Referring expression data
------------------------------------------------

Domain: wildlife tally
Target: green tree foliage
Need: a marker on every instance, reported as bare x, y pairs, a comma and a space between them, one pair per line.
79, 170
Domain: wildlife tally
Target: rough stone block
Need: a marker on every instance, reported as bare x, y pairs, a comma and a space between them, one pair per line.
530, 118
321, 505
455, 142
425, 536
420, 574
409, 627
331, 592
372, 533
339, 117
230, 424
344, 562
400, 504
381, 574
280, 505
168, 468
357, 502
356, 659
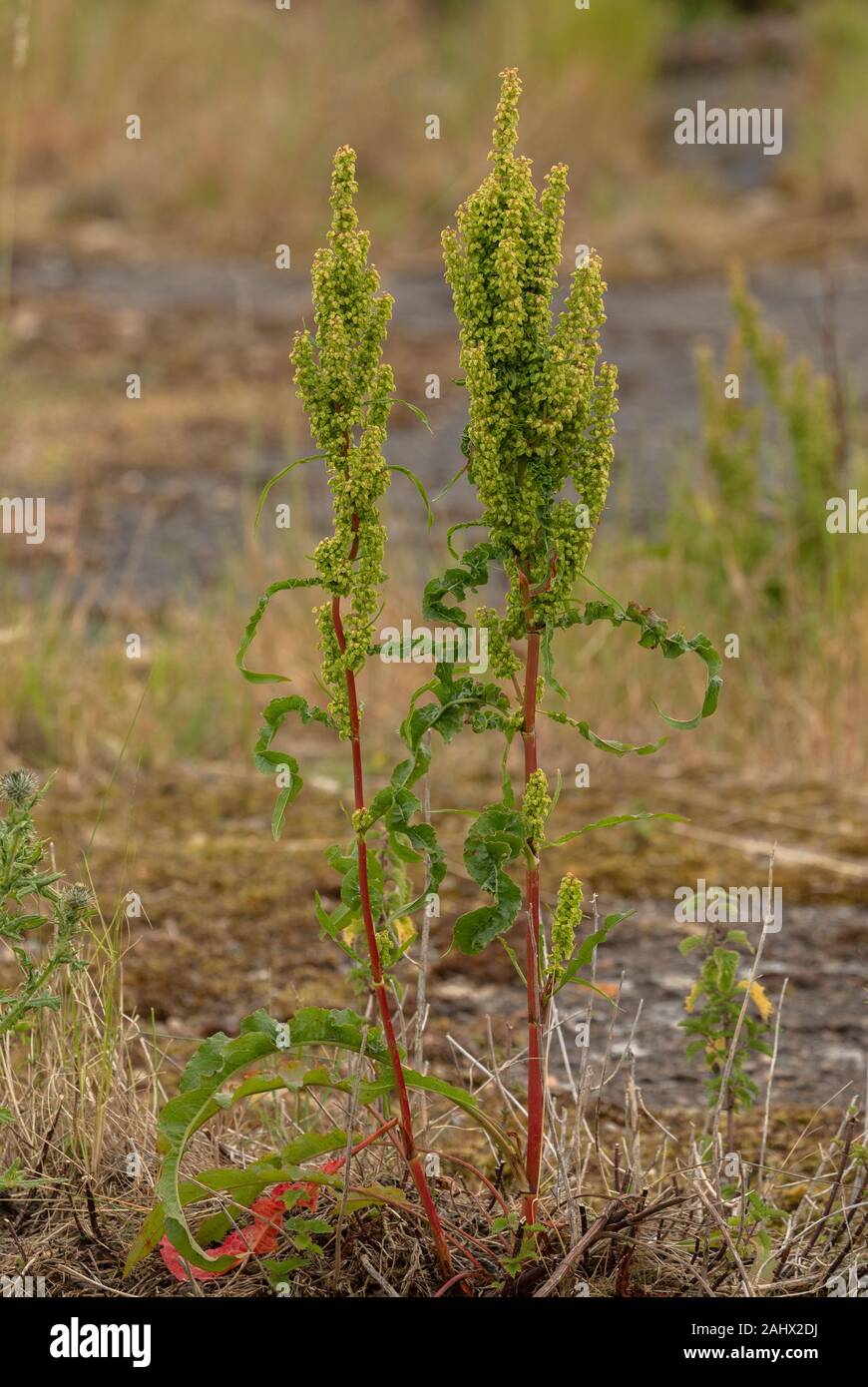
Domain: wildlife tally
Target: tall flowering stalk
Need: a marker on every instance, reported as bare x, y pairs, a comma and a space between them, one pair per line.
541, 416
347, 393
538, 448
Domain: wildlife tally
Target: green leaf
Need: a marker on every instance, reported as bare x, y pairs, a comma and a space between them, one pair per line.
456, 583
419, 488
269, 760
298, 462
408, 404
495, 839
604, 743
584, 955
451, 483
689, 943
216, 1062
611, 822
654, 636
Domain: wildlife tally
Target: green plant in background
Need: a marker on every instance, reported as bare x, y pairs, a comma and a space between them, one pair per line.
541, 423
24, 885
714, 1005
771, 465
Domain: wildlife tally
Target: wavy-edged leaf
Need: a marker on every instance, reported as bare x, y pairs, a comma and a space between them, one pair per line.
611, 822
216, 1062
412, 476
284, 472
495, 839
584, 955
654, 636
605, 743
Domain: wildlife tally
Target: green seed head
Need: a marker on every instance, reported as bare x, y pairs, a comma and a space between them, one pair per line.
345, 393
568, 917
537, 804
541, 408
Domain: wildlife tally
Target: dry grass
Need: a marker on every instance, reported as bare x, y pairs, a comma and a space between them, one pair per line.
634, 1204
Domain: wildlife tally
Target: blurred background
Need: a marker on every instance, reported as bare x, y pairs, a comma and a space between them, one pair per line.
157, 256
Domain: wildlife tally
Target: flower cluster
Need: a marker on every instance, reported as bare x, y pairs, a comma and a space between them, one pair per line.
345, 391
568, 917
541, 408
537, 804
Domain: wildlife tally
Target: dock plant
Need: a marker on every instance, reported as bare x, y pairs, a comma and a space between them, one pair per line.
540, 448
538, 451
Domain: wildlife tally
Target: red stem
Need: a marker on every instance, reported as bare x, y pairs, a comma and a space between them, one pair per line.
376, 967
536, 1018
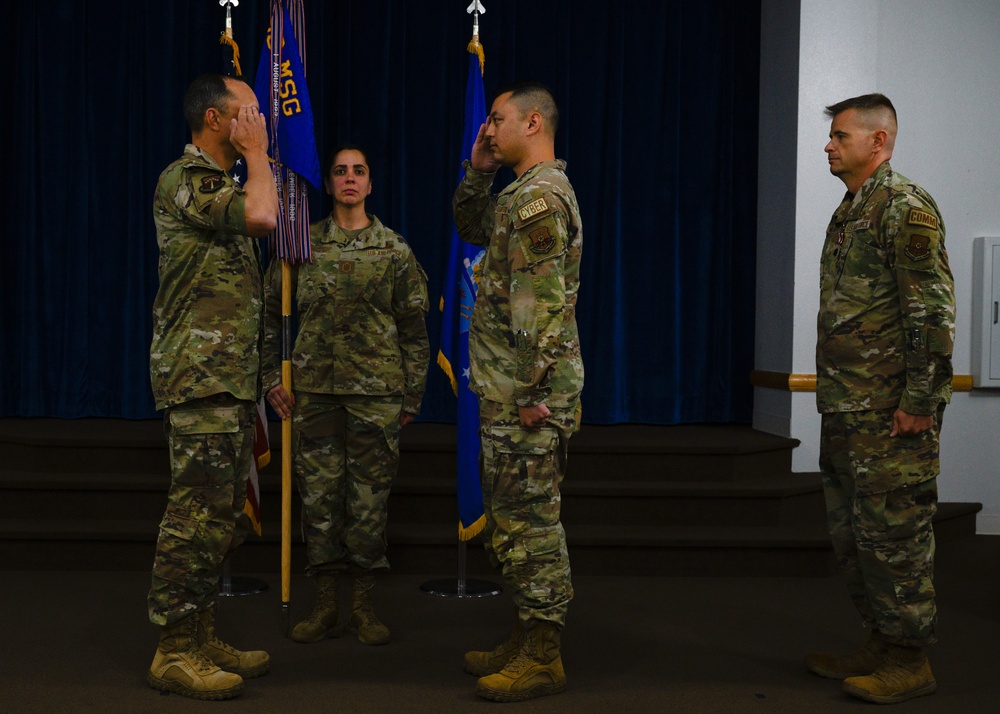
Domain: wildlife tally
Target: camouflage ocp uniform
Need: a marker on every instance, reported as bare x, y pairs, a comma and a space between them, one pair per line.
524, 350
360, 358
204, 369
886, 329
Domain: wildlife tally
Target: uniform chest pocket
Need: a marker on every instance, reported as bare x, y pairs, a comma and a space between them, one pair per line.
861, 266
364, 279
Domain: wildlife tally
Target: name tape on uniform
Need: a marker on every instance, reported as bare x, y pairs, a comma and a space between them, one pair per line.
922, 218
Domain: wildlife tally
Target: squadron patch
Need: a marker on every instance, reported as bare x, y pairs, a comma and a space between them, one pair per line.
919, 247
534, 208
211, 184
541, 240
918, 217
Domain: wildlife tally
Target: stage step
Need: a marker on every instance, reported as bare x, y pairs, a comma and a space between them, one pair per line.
687, 500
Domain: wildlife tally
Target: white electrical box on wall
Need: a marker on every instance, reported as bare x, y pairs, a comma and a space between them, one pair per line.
986, 312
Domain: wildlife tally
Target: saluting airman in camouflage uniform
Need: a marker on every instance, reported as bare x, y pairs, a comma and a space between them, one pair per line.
359, 366
526, 368
883, 376
204, 367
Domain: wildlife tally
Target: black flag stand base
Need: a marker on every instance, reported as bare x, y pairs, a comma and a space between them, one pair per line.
230, 586
460, 587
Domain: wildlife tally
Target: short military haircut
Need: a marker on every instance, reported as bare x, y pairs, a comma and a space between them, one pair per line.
870, 105
206, 92
346, 147
534, 95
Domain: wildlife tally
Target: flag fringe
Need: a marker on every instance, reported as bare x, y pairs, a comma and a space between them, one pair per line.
227, 40
470, 532
445, 366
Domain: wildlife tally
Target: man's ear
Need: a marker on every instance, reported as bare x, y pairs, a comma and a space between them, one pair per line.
213, 119
534, 123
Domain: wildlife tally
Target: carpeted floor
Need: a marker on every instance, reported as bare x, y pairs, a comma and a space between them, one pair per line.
80, 642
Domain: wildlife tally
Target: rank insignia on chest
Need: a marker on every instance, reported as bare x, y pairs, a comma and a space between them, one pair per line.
211, 184
919, 247
918, 217
541, 240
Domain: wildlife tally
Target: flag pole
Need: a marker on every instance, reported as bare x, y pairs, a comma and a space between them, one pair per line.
460, 587
286, 446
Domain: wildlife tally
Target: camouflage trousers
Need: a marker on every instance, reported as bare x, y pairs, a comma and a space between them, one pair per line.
881, 496
346, 456
211, 448
521, 472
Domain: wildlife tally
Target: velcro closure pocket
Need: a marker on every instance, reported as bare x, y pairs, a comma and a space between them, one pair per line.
515, 440
216, 420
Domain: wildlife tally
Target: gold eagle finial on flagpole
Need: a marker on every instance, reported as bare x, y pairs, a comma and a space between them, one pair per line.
227, 35
476, 9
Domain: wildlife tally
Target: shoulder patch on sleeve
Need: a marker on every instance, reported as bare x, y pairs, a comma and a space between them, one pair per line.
211, 183
536, 207
919, 217
919, 247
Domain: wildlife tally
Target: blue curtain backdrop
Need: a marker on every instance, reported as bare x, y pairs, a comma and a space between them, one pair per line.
659, 106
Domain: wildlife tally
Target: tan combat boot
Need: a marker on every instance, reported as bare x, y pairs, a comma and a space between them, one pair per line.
248, 664
865, 661
363, 620
905, 674
483, 663
180, 666
535, 671
325, 617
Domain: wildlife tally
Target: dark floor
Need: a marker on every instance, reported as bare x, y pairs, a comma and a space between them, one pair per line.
80, 642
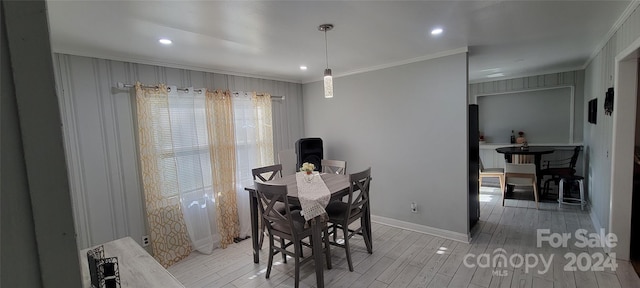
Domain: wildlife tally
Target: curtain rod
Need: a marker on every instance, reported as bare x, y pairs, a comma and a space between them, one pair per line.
123, 85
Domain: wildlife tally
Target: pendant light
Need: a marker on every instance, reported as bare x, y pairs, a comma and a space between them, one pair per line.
328, 79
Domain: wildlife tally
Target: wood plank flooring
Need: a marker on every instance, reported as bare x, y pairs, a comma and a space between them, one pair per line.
403, 258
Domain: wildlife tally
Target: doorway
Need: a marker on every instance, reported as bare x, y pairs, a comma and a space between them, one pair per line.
635, 208
622, 153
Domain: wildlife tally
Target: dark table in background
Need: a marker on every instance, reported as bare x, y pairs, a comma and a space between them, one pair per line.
536, 151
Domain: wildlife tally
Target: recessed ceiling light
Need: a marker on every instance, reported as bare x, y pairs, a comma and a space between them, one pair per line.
436, 31
165, 41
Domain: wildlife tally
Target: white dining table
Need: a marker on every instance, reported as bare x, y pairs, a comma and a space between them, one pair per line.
338, 186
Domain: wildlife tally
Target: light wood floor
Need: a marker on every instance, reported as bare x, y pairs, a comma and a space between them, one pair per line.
403, 258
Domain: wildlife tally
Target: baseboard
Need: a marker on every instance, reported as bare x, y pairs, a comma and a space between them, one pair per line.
596, 227
456, 236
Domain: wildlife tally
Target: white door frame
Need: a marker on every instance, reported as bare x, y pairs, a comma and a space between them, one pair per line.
622, 148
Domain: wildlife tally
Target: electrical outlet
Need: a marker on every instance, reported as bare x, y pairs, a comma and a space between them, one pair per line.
414, 207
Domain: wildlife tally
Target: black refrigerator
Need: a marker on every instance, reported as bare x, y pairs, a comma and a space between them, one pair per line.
474, 166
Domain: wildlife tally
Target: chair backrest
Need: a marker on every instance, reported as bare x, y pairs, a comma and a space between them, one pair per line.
334, 166
269, 195
521, 159
520, 174
288, 160
574, 157
527, 168
272, 171
359, 182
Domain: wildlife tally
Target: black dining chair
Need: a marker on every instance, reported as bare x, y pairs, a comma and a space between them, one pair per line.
289, 226
559, 168
342, 214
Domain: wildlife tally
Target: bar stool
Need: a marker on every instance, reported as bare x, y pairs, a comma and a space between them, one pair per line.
571, 201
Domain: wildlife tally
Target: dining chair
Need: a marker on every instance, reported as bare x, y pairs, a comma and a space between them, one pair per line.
520, 175
289, 226
287, 158
265, 174
559, 168
342, 214
334, 166
491, 173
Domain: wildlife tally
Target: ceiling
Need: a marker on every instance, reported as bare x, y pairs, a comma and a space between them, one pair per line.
272, 39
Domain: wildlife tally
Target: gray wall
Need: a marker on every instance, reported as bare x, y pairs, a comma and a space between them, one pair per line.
38, 238
18, 232
100, 132
409, 123
599, 75
518, 87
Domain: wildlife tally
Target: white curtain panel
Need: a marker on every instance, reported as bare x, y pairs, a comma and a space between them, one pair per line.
246, 151
190, 141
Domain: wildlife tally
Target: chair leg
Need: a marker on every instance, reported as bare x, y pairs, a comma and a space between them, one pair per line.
535, 192
502, 184
297, 264
284, 255
345, 229
582, 201
335, 233
271, 244
327, 250
264, 227
365, 234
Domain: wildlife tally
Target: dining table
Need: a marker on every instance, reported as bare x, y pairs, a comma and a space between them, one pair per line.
338, 186
536, 151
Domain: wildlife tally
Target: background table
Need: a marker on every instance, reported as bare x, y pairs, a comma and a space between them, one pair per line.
536, 151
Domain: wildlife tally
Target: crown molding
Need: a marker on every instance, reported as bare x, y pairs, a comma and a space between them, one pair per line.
166, 64
623, 17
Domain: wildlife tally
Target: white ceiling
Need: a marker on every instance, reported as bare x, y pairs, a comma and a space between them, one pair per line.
271, 39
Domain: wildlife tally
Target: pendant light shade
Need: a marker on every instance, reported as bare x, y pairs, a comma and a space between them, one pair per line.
328, 78
328, 84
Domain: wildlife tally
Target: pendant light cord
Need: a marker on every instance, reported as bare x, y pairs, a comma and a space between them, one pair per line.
326, 48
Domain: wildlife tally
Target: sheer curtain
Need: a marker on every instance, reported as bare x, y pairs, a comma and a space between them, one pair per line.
188, 126
254, 145
168, 231
220, 117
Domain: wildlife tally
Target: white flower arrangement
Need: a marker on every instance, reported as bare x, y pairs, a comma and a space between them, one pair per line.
307, 167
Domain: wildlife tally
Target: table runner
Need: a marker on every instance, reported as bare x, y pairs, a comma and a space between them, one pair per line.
314, 196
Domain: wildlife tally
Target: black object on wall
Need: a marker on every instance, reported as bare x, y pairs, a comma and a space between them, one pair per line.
608, 102
309, 150
593, 111
474, 166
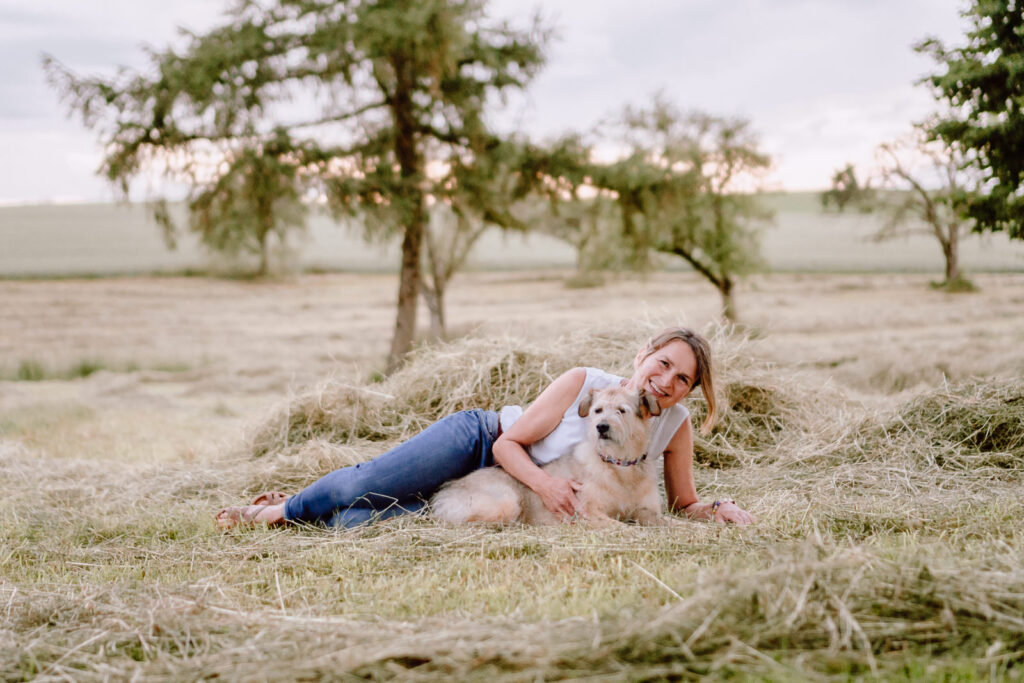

------------------------------------------------

__Directions__
Could you transcribe the entries exactly, from the first line through the line containing "Target: rough stone block", and give nothing more?

__Response area__
Domain: wildlife tally
Target: green tree foliage
Need: a marker on every instance, reported as bare x, y pairs, a comma and a space between them, one pair per line.
79, 170
Domain: wildlife tally
Target: rough stone block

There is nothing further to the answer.